WORK REQUIRED:
Quote the entries below from the line with "Target: crowd of spectators" through the line with "Mark each instance of the woman's fingernail", both ends included, and only those lines.

PROVIDED RECORDS:
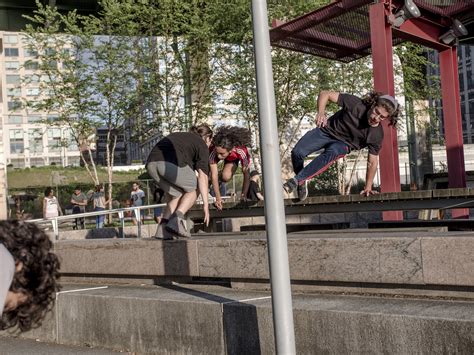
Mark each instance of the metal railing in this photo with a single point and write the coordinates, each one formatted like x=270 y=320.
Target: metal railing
x=54 y=221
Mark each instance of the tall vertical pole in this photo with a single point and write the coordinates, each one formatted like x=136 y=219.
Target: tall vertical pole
x=274 y=208
x=381 y=40
x=452 y=123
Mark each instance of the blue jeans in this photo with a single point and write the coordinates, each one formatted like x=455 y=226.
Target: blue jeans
x=311 y=142
x=99 y=220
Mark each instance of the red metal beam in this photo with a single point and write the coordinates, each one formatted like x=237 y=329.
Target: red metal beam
x=421 y=32
x=381 y=38
x=452 y=123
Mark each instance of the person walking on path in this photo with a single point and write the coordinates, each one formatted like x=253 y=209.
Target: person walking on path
x=355 y=126
x=51 y=207
x=79 y=203
x=179 y=163
x=137 y=198
x=230 y=144
x=99 y=203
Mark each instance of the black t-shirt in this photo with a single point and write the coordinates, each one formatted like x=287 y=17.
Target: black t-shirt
x=253 y=190
x=351 y=125
x=181 y=149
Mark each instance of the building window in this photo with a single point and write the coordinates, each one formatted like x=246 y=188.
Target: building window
x=55 y=161
x=72 y=144
x=31 y=53
x=32 y=92
x=35 y=140
x=36 y=162
x=52 y=118
x=15 y=119
x=54 y=139
x=14 y=105
x=32 y=79
x=33 y=119
x=13 y=79
x=31 y=65
x=10 y=39
x=12 y=65
x=74 y=161
x=16 y=141
x=11 y=52
x=18 y=163
x=16 y=92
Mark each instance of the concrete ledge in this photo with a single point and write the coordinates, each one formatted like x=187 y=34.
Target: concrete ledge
x=358 y=256
x=212 y=320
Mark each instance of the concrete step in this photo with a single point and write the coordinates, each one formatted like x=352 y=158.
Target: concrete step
x=299 y=227
x=373 y=257
x=22 y=346
x=451 y=224
x=192 y=319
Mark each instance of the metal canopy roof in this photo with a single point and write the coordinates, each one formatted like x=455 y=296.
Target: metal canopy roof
x=341 y=30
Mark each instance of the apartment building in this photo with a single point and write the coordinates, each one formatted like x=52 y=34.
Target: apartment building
x=27 y=139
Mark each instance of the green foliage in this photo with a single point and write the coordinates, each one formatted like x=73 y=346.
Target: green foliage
x=159 y=66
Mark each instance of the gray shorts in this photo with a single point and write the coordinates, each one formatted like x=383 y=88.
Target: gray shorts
x=171 y=178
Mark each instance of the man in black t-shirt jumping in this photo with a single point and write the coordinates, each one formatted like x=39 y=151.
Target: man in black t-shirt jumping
x=355 y=126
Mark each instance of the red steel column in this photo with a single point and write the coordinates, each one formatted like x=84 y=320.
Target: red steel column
x=448 y=61
x=381 y=40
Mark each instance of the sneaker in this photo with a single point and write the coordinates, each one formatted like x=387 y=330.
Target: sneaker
x=290 y=185
x=177 y=226
x=162 y=233
x=303 y=191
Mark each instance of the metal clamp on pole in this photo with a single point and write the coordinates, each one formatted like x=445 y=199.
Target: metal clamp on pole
x=122 y=223
x=137 y=214
x=54 y=223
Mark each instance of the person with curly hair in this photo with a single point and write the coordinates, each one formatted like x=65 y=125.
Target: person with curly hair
x=355 y=126
x=230 y=145
x=179 y=164
x=29 y=274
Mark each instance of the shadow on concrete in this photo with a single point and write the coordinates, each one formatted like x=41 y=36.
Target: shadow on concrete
x=101 y=233
x=240 y=322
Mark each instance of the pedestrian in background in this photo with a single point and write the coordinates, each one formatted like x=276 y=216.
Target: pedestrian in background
x=137 y=198
x=99 y=203
x=51 y=207
x=79 y=203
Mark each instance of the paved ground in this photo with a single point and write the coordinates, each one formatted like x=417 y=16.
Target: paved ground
x=14 y=346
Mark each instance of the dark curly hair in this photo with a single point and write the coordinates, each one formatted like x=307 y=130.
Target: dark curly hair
x=202 y=130
x=229 y=137
x=38 y=278
x=373 y=99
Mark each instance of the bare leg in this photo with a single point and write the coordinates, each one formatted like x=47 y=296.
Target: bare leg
x=187 y=201
x=228 y=171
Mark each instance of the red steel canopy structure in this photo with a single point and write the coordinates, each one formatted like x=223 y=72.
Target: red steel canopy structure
x=346 y=30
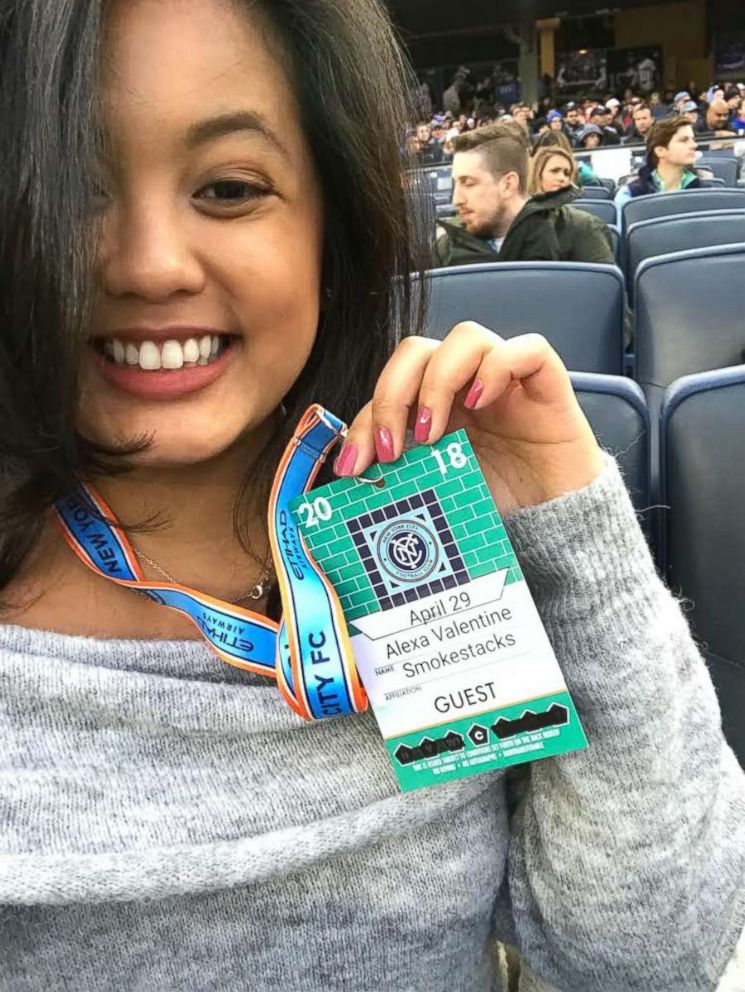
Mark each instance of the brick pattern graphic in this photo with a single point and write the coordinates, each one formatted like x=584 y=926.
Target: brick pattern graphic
x=462 y=493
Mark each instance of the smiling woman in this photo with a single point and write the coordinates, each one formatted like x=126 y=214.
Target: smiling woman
x=203 y=229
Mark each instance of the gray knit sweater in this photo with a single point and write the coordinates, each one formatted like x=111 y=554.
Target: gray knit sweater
x=166 y=823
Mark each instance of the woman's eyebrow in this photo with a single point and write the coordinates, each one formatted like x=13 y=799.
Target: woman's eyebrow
x=240 y=120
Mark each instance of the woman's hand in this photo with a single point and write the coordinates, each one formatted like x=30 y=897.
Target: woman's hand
x=513 y=397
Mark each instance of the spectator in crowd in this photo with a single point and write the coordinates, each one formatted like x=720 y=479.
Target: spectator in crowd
x=658 y=108
x=498 y=222
x=614 y=121
x=733 y=100
x=591 y=136
x=521 y=113
x=693 y=112
x=738 y=122
x=551 y=169
x=718 y=118
x=679 y=100
x=557 y=139
x=601 y=116
x=671 y=152
x=642 y=121
x=572 y=120
x=427 y=148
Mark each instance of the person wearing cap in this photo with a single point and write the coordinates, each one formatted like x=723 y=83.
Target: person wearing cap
x=573 y=123
x=642 y=121
x=678 y=101
x=738 y=122
x=671 y=152
x=600 y=116
x=590 y=136
x=717 y=120
x=498 y=221
x=615 y=121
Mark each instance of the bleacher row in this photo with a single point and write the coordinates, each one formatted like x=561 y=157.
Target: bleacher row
x=676 y=419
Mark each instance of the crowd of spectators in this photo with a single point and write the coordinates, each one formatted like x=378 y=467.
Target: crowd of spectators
x=587 y=124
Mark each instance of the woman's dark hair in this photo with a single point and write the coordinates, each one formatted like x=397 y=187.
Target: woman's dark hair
x=352 y=83
x=661 y=134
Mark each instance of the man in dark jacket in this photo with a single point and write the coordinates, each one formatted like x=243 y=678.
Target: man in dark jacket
x=497 y=220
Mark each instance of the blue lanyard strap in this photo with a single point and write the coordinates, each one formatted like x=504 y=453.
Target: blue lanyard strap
x=309 y=653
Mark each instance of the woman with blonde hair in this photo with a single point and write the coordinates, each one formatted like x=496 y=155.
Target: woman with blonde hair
x=551 y=169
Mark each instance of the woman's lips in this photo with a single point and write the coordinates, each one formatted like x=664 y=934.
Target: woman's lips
x=164 y=384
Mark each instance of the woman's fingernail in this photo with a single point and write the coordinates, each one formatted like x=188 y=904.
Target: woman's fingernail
x=423 y=425
x=344 y=464
x=384 y=445
x=474 y=394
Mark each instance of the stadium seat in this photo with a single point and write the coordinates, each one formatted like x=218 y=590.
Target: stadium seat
x=688 y=318
x=704 y=525
x=616 y=236
x=577 y=306
x=684 y=202
x=604 y=209
x=724 y=168
x=597 y=193
x=617 y=412
x=662 y=235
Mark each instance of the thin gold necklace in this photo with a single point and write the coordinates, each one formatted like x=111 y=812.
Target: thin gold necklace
x=256 y=592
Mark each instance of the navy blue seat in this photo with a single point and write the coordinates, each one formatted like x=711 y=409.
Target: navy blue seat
x=687 y=319
x=686 y=201
x=597 y=192
x=618 y=415
x=604 y=209
x=723 y=168
x=704 y=532
x=662 y=235
x=578 y=307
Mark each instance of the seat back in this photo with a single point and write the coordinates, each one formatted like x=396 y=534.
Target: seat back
x=685 y=201
x=618 y=415
x=687 y=319
x=662 y=235
x=723 y=168
x=604 y=209
x=578 y=307
x=704 y=533
x=596 y=193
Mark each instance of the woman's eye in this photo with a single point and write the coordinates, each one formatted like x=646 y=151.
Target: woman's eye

OUTPUT OF THE TASK:
Target: crowd of spectators
x=587 y=124
Mark each instance of the woman's dark hair in this photo with a single point and write the coordinates, each one formatted like x=397 y=187.
Target: woman's dark hair
x=352 y=83
x=661 y=134
Mark each instance of the man in dark jacket in this photo with a single point and write the coordinates, each one formatted like x=243 y=678.
Target: man in dark jacket
x=497 y=220
Mark each instance of the blue lanyard strap in this photo with a single point and write the coordinates, each one formatted like x=504 y=453.
Target: blue lanyard strap
x=309 y=653
Mark each instance of the woman with blonde hair in this photo with a single point and write the coordinates, each one formatted like x=496 y=155.
Target: woman with blonde hair
x=551 y=169
Mark each instance of the woman's lips in this photo with a single point and write the coordinates, each one formatted like x=664 y=934.
Target: woman's lips
x=164 y=384
Mark each instance of the woman's fingernail in this photo with a single point and write the coordinates, each one formatted like x=188 y=904.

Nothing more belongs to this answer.